## DATA FOR PROCESSING
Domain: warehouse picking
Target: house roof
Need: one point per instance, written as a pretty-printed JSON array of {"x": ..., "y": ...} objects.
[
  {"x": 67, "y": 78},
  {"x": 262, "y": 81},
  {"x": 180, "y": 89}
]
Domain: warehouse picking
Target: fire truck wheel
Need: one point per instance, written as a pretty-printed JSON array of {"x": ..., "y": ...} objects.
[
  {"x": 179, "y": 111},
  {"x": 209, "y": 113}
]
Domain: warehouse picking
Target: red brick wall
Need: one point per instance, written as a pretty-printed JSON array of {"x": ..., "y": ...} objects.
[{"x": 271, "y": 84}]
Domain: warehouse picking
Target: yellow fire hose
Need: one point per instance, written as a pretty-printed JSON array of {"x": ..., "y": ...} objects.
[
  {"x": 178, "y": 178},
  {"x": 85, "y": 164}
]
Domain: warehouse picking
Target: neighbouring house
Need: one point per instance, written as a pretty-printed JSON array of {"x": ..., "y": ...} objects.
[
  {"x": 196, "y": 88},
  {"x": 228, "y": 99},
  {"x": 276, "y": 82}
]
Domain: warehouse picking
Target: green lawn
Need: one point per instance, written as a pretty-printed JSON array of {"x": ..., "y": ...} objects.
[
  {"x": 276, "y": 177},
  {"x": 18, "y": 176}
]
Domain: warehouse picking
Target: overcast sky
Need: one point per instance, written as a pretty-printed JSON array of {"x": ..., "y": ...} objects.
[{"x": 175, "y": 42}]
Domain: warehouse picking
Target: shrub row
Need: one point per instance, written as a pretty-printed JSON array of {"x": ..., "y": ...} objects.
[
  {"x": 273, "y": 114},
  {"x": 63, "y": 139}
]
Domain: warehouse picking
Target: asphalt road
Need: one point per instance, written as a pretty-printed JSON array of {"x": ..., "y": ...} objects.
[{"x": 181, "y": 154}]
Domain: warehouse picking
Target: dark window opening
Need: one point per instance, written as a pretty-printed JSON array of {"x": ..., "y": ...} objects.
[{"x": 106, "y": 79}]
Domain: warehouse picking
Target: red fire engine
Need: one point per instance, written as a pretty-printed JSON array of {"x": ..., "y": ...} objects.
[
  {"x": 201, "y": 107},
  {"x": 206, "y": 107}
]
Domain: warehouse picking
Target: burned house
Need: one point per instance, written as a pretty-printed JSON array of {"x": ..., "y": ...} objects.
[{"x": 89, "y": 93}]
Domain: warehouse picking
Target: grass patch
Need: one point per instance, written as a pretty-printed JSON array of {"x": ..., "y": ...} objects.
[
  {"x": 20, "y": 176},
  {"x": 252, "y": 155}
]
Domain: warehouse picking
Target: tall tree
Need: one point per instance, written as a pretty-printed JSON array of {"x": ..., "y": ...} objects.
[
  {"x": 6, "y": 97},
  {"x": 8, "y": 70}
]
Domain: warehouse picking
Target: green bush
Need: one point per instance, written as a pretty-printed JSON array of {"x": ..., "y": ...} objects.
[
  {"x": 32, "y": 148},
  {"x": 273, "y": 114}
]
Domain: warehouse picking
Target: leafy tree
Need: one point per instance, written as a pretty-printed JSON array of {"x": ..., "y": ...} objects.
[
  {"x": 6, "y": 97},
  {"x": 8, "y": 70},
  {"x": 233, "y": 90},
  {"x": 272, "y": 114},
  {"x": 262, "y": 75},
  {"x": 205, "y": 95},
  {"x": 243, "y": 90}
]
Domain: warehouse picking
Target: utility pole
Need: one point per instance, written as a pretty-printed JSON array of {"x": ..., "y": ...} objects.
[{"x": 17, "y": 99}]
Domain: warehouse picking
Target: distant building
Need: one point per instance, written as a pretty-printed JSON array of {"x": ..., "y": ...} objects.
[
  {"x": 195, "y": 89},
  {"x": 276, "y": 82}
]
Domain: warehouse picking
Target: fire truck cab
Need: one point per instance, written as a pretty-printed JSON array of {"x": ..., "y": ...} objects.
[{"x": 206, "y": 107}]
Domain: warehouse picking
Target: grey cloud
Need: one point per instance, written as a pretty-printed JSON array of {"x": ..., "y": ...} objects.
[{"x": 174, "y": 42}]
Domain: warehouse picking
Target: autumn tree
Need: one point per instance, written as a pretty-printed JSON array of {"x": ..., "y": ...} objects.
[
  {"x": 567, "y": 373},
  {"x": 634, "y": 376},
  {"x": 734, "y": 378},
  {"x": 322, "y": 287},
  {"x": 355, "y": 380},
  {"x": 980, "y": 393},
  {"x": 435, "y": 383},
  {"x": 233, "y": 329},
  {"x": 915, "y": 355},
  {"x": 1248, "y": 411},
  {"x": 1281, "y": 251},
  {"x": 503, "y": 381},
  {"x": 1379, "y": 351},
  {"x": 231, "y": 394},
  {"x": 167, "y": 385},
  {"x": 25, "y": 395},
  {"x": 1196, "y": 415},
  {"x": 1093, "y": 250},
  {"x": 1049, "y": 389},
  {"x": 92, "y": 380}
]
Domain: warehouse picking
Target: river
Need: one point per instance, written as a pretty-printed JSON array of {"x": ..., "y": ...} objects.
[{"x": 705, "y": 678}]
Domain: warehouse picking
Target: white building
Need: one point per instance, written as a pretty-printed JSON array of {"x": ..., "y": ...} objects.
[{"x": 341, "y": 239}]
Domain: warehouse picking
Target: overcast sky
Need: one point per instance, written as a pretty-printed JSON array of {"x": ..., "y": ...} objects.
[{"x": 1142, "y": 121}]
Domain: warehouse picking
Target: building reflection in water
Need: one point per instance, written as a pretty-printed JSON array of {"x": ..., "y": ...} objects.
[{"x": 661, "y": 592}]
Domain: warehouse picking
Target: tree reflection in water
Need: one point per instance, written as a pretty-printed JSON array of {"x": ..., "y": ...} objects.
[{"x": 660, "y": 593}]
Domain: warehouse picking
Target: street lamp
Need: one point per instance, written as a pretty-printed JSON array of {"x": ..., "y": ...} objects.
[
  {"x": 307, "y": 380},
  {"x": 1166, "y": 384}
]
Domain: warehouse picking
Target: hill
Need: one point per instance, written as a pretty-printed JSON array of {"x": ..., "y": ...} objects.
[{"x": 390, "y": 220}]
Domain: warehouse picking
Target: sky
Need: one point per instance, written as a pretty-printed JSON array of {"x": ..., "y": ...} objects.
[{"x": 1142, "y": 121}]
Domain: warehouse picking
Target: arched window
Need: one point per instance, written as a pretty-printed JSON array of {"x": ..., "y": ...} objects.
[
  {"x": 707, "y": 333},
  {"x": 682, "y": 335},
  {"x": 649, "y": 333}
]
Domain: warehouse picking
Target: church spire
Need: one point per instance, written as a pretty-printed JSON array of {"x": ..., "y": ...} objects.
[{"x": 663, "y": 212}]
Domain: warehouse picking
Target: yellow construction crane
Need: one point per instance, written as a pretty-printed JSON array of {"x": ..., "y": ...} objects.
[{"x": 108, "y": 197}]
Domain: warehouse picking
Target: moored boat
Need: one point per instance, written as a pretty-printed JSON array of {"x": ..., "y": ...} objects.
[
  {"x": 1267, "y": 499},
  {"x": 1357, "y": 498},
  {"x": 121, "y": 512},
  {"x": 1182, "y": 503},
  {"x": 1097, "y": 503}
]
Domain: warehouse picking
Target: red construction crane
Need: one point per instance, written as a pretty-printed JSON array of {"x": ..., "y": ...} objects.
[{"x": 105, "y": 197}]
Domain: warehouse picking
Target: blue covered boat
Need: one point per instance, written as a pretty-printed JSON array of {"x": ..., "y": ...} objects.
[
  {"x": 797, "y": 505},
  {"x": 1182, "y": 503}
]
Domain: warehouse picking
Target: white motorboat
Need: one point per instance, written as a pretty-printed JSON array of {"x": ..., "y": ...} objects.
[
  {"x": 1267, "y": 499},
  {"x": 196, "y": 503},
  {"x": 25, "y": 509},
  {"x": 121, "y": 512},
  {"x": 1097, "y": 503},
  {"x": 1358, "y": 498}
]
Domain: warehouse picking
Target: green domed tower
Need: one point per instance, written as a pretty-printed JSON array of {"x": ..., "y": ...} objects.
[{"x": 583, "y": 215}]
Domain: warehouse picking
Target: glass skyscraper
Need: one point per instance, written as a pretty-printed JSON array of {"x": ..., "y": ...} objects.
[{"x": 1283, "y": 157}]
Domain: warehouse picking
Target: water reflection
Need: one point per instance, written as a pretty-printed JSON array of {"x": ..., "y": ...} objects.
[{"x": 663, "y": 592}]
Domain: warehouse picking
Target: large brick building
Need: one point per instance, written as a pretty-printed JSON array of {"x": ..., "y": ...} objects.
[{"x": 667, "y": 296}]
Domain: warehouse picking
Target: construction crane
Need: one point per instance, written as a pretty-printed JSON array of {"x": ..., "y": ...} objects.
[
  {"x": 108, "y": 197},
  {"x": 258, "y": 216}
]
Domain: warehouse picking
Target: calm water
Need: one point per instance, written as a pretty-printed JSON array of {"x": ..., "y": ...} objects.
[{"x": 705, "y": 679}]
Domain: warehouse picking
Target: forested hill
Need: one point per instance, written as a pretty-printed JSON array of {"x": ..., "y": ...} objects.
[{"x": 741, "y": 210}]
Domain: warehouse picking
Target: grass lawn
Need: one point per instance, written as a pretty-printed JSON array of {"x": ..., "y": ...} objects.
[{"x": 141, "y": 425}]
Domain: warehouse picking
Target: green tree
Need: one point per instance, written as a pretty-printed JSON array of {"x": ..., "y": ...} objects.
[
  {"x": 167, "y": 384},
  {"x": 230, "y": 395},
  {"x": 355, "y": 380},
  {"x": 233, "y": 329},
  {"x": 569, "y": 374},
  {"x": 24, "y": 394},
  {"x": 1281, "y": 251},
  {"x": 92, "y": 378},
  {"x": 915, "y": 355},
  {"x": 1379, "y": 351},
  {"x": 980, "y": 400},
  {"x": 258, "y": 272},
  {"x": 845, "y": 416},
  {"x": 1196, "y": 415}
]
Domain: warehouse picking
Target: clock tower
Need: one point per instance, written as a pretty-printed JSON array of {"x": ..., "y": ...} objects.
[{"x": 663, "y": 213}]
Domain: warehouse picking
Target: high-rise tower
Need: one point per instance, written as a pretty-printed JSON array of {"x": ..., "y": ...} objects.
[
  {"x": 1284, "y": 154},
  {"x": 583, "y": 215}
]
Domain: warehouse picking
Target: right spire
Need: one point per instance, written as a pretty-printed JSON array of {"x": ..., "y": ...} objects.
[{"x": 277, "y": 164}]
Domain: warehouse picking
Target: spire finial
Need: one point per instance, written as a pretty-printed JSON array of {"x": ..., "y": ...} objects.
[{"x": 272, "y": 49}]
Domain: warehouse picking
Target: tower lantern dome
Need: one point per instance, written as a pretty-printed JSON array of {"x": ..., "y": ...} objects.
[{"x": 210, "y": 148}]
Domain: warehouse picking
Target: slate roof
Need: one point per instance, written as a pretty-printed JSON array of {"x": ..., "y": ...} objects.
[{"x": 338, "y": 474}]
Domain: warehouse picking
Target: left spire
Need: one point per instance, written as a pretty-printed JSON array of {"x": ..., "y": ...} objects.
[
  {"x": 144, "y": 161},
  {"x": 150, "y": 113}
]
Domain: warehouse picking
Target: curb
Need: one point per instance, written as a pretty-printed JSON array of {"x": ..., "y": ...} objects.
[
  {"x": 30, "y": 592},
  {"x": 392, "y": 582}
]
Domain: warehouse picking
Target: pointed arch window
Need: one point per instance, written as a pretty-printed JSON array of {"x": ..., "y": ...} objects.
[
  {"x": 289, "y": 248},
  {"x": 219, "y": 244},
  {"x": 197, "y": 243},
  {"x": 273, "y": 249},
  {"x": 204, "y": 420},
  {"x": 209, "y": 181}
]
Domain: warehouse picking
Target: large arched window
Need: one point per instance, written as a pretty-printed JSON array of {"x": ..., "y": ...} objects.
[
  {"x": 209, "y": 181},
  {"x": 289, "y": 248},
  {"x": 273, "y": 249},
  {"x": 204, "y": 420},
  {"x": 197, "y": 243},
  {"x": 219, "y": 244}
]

## TASK INSTRUCTIONS
Pick out every line in the material above that contains the word "large", and copy each of those lines in full.

## RESPONSE TO THE TASK
Target: large brick building
Target: large arched window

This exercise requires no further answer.